=== Aim of the exercise ===
Each line below must be set down exactly; omit any image you find.

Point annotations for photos
----------

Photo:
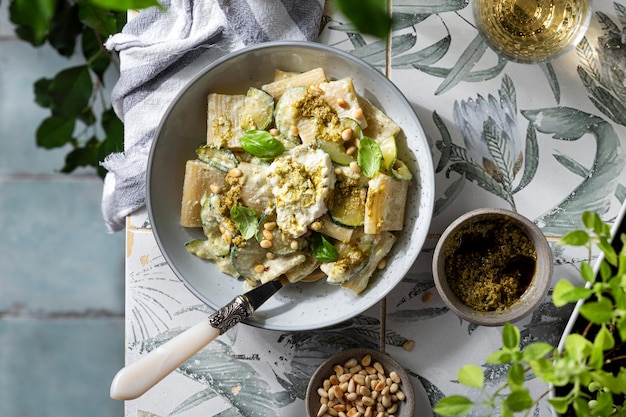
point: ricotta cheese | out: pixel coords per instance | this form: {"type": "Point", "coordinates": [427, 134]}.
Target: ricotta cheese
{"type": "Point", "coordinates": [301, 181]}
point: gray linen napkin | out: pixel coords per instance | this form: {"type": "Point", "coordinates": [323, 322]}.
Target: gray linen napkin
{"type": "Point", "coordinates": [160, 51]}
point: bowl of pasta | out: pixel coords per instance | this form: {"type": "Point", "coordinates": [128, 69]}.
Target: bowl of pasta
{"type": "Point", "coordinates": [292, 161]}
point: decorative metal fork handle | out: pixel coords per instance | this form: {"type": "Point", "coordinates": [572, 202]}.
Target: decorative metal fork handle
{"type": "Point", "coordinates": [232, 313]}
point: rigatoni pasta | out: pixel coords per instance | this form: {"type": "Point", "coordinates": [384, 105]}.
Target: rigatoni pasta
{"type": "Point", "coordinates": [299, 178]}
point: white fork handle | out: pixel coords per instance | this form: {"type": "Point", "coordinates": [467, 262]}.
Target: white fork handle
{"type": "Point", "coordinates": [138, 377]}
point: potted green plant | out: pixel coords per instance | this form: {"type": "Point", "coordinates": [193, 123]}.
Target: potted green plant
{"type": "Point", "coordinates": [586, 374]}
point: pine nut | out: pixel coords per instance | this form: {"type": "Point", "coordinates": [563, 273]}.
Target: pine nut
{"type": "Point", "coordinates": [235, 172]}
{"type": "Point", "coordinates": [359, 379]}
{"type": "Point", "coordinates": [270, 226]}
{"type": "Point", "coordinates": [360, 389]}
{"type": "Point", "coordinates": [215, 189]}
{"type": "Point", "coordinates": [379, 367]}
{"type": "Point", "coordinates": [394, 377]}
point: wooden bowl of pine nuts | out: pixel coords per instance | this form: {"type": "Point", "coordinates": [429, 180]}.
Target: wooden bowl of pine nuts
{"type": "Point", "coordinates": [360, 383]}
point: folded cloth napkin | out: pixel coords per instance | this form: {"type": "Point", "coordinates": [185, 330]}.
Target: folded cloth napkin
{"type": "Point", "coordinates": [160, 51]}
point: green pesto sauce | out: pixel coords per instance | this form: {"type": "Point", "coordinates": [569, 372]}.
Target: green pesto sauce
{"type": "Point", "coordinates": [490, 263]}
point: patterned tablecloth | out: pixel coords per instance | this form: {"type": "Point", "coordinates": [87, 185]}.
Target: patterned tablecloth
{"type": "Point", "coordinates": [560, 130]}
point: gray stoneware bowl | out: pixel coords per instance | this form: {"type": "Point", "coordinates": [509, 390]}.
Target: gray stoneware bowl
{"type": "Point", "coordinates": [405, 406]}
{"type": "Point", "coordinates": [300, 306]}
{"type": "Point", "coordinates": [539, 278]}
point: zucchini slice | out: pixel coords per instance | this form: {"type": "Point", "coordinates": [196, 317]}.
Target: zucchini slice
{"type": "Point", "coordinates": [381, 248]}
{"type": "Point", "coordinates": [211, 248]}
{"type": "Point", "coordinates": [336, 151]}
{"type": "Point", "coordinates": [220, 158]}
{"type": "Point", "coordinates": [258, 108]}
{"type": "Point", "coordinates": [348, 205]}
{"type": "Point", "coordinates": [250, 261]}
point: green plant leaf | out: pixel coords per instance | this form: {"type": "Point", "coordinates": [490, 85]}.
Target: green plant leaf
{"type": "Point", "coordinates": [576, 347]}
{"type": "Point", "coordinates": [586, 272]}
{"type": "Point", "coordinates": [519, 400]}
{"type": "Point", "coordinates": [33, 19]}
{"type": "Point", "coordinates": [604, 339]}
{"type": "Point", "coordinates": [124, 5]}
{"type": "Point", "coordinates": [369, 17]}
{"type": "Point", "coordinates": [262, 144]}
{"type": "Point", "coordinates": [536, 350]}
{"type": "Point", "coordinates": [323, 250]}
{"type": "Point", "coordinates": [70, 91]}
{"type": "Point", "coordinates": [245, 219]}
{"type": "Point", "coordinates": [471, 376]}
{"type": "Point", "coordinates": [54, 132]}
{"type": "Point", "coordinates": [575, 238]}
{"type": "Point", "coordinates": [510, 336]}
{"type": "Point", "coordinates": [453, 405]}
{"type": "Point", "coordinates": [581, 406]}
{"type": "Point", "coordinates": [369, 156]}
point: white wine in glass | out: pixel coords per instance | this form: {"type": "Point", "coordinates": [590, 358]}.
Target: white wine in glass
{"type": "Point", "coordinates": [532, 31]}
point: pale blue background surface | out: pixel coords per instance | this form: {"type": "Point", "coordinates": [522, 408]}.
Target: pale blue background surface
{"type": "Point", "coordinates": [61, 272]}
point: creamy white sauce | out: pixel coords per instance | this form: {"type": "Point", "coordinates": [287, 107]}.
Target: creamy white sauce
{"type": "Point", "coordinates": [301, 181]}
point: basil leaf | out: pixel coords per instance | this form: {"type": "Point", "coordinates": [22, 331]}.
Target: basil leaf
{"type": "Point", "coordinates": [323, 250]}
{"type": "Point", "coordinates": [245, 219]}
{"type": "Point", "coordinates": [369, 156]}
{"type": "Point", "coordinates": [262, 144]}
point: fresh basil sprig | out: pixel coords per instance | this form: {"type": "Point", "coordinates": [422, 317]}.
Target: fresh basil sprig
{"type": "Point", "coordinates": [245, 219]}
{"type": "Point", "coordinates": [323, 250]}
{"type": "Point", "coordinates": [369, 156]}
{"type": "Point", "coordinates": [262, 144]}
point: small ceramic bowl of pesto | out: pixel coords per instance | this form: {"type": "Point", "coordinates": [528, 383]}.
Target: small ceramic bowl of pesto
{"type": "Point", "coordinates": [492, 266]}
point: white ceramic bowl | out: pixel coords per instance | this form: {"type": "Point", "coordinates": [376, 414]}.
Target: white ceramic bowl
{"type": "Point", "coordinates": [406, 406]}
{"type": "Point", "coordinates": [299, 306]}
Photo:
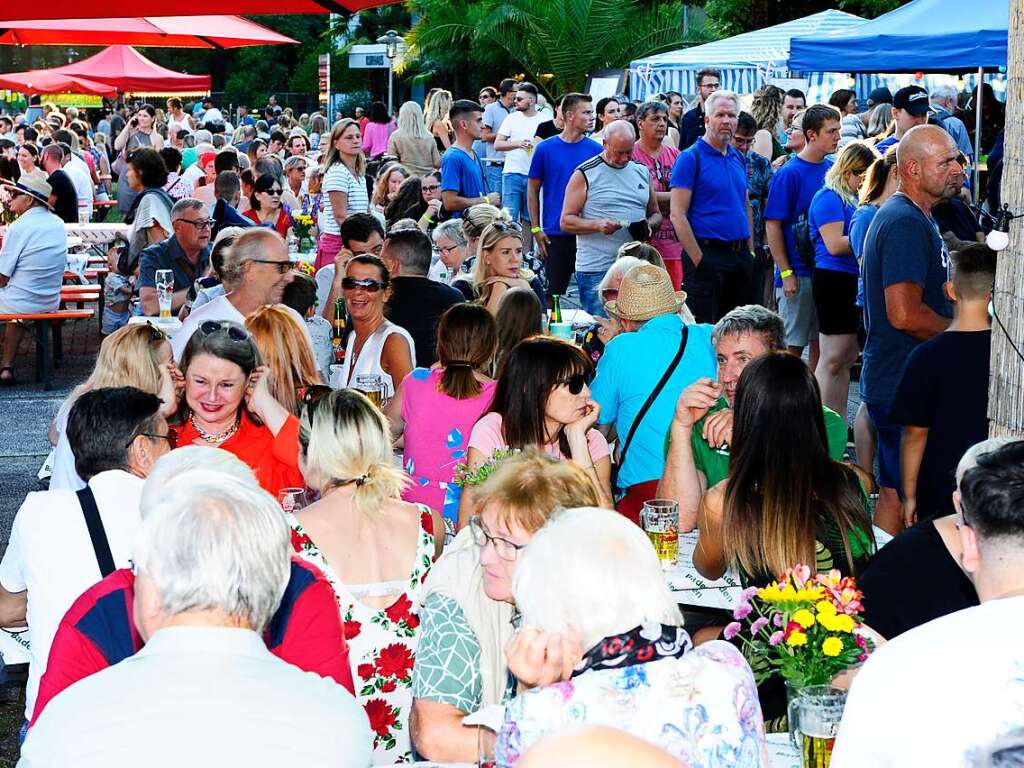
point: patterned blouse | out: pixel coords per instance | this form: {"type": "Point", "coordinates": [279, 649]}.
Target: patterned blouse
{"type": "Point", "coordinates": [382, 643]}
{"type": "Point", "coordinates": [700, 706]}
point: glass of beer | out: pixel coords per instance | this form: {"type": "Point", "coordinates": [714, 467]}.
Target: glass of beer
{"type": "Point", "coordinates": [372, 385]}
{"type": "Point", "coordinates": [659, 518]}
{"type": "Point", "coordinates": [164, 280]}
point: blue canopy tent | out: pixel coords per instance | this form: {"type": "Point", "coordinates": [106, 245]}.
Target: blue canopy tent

----------

=== Output below ===
Photo:
point: ricotta cheese | out: pixel coords per instance | this form: {"type": "Point", "coordinates": [427, 134]}.
Target: ricotta cheese
{"type": "Point", "coordinates": [301, 181]}
point: gray linen napkin | out: pixel coords per instance | this form: {"type": "Point", "coordinates": [323, 322]}.
Target: gray linen napkin
{"type": "Point", "coordinates": [160, 51]}
point: bowl of pasta | out: pixel coords per instance | this form: {"type": "Point", "coordinates": [128, 69]}.
Target: bowl of pasta
{"type": "Point", "coordinates": [292, 161]}
point: decorative metal fork handle | out: pixel coords per instance | this form: {"type": "Point", "coordinates": [572, 202]}.
Target: decorative metal fork handle
{"type": "Point", "coordinates": [232, 313]}
point: rigatoni pasta | out: pixel coords per instance | this form: {"type": "Point", "coordinates": [384, 105]}.
Target: rigatoni pasta
{"type": "Point", "coordinates": [299, 178]}
point: white fork handle | out: pixel coords per instance | this form: {"type": "Point", "coordinates": [467, 262]}.
Target: white fork handle
{"type": "Point", "coordinates": [138, 377]}
point: potted green plant | out: pixel coords per instance | this form: {"type": "Point", "coordinates": [193, 123]}.
Target: potted green plant
{"type": "Point", "coordinates": [586, 374]}
point: pine nut | out: pixel coords per instance | this form: {"type": "Point", "coordinates": [563, 273]}.
Target: pine nut
{"type": "Point", "coordinates": [235, 172]}
{"type": "Point", "coordinates": [359, 379]}
{"type": "Point", "coordinates": [270, 226]}
{"type": "Point", "coordinates": [360, 389]}
{"type": "Point", "coordinates": [215, 189]}
{"type": "Point", "coordinates": [379, 367]}
{"type": "Point", "coordinates": [394, 377]}
point: wooden bowl of pine nuts | out: pixel coords per instance | this form: {"type": "Point", "coordinates": [429, 180]}.
Target: wooden bowl of pine nuts
{"type": "Point", "coordinates": [360, 383]}
point: folded cloth napkin | out: pixel coords per instance | this form: {"type": "Point", "coordinates": [185, 330]}.
Target: folded cloth napkin
{"type": "Point", "coordinates": [160, 51]}
point: green pesto sauce | out: pixel coords per instance | this form: {"type": "Point", "coordinates": [569, 372]}.
Target: green pesto sauce
{"type": "Point", "coordinates": [490, 263]}
point: patterned tablecloth | out: pixel coords per instance | this form: {"type": "Point", "coordinates": [87, 185]}.
Target: patterned tablecloth
{"type": "Point", "coordinates": [560, 130]}
point: gray stoneware bowl | out: pixel coords per instance | this form: {"type": "Point", "coordinates": [509, 390]}.
Target: gray stoneware bowl
{"type": "Point", "coordinates": [405, 406]}
{"type": "Point", "coordinates": [300, 306]}
{"type": "Point", "coordinates": [539, 278]}
point: zucchini slice | out: pixel coords per instance | this form: {"type": "Point", "coordinates": [196, 317]}.
Target: zucchini slice
{"type": "Point", "coordinates": [381, 248]}
{"type": "Point", "coordinates": [211, 248]}
{"type": "Point", "coordinates": [336, 151]}
{"type": "Point", "coordinates": [220, 158]}
{"type": "Point", "coordinates": [258, 108]}
{"type": "Point", "coordinates": [348, 205]}
{"type": "Point", "coordinates": [250, 261]}
point: green plant leaf | out: pixel coords per instance | this form: {"type": "Point", "coordinates": [490, 85]}.
Target: green plant leaf
{"type": "Point", "coordinates": [576, 347]}
{"type": "Point", "coordinates": [586, 272]}
{"type": "Point", "coordinates": [519, 400]}
{"type": "Point", "coordinates": [33, 19]}
{"type": "Point", "coordinates": [604, 339]}
{"type": "Point", "coordinates": [124, 5]}
{"type": "Point", "coordinates": [369, 17]}
{"type": "Point", "coordinates": [262, 144]}
{"type": "Point", "coordinates": [536, 350]}
{"type": "Point", "coordinates": [323, 250]}
{"type": "Point", "coordinates": [70, 91]}
{"type": "Point", "coordinates": [245, 219]}
{"type": "Point", "coordinates": [471, 376]}
{"type": "Point", "coordinates": [54, 132]}
{"type": "Point", "coordinates": [575, 238]}
{"type": "Point", "coordinates": [510, 336]}
{"type": "Point", "coordinates": [453, 405]}
{"type": "Point", "coordinates": [581, 406]}
{"type": "Point", "coordinates": [369, 156]}
point: white wine in glass | out: pixel coords per instance | this form: {"type": "Point", "coordinates": [590, 358]}.
Target: white wine in glass
{"type": "Point", "coordinates": [532, 31]}
point: pale blue background surface | out: pixel coords per instance | this form: {"type": "Point", "coordinates": [522, 408]}.
Target: pale blue background surface
{"type": "Point", "coordinates": [61, 272]}
point: creamy white sauce | out: pixel coords per instance | this form: {"type": "Point", "coordinates": [287, 107]}.
Target: creamy white sauce
{"type": "Point", "coordinates": [301, 181]}
point: basil leaf | out: pixel coords per instance | this form: {"type": "Point", "coordinates": [22, 331]}.
Target: basil leaf
{"type": "Point", "coordinates": [323, 250]}
{"type": "Point", "coordinates": [245, 219]}
{"type": "Point", "coordinates": [369, 156]}
{"type": "Point", "coordinates": [262, 144]}
point: fresh basil sprig | out: pixel coords per instance | this form: {"type": "Point", "coordinates": [422, 317]}.
Target: fresh basil sprig
{"type": "Point", "coordinates": [245, 219]}
{"type": "Point", "coordinates": [323, 250]}
{"type": "Point", "coordinates": [369, 156]}
{"type": "Point", "coordinates": [262, 144]}
point: small ceramic bowl of pesto | out: pixel coords per instance | this form: {"type": "Point", "coordinates": [528, 383]}.
Target: small ceramic bowl of pesto
{"type": "Point", "coordinates": [492, 266]}
point: white ceramic bowl | out: pixel coords per instance | this form: {"type": "Point", "coordinates": [376, 414]}.
Target: white ceramic bowl
{"type": "Point", "coordinates": [406, 406]}
{"type": "Point", "coordinates": [299, 306]}
Photo:
point: patterned blouse | out: pixel coords per instance | this form: {"type": "Point", "coordinates": [279, 649]}.
Target: patterned blouse
{"type": "Point", "coordinates": [382, 643]}
{"type": "Point", "coordinates": [700, 706]}
point: glass of beer | out: pixel coords per instance | this form: {"type": "Point", "coordinates": [714, 467]}.
Target: glass of beer
{"type": "Point", "coordinates": [372, 385]}
{"type": "Point", "coordinates": [659, 518]}
{"type": "Point", "coordinates": [164, 280]}
point: blue canopy tent | out: pixel coords per instance | this form: {"type": "Point", "coordinates": [106, 245]}.
Target: blue canopy tent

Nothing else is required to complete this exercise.